_Written task_
Reproduce all of the rows below word for word, leaving out the pictures.
-- START --
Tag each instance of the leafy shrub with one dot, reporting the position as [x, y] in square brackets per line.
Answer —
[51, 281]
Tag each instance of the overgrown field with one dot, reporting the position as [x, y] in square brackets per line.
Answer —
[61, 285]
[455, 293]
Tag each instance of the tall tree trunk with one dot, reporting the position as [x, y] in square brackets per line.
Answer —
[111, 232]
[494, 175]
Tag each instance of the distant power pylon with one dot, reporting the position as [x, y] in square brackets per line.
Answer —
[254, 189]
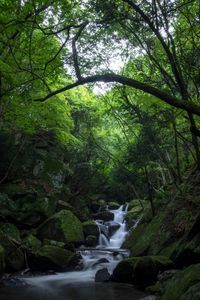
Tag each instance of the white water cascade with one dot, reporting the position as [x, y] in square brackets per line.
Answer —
[117, 239]
[106, 255]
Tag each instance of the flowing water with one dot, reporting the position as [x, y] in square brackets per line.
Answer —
[80, 285]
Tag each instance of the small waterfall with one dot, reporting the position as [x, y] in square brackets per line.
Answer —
[103, 241]
[107, 254]
[117, 239]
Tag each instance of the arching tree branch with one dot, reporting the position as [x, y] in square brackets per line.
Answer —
[164, 96]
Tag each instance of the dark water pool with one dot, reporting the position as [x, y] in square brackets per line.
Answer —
[81, 291]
-- END --
_Exercise output_
Tag each instance of the leafy shrub with one dot, reporting the position as [x, y] in square brackets per line.
Answer —
[51, 281]
Tag each instance of the overgrown field with one dot, reporting the position as [x, y] in square brackets per line.
Answer —
[61, 285]
[455, 293]
Tag each instance of the tall tree trunk with one dot, reporting the position as [x, y] in square brackets per line.
Answer —
[111, 232]
[494, 175]
Tag each instance of the distant power pylon with one dot, reporting the position as [x, y] in square brackets per line.
Answer —
[254, 189]
Tag each instance of the white water cascade with one dot, reporting the position as [x, y] in square brackets per line.
Answer —
[117, 239]
[106, 255]
Tag each instance of the flowing water with one dot, reporting the position as [x, y] in square brackets per line.
Answer —
[80, 285]
Tag each instance of the small waterfall with one dot, reporting the position as [x, y] in square brackets per line.
Answer —
[103, 241]
[107, 254]
[117, 239]
Tag each instance of the arching tree branch with one dot, reporting the position as [x, y] in square brackets per line.
Answer —
[164, 96]
Tag each instance of the dark water pool with one dot, reporting the position as [x, y] in square brackets per line.
Answer —
[81, 291]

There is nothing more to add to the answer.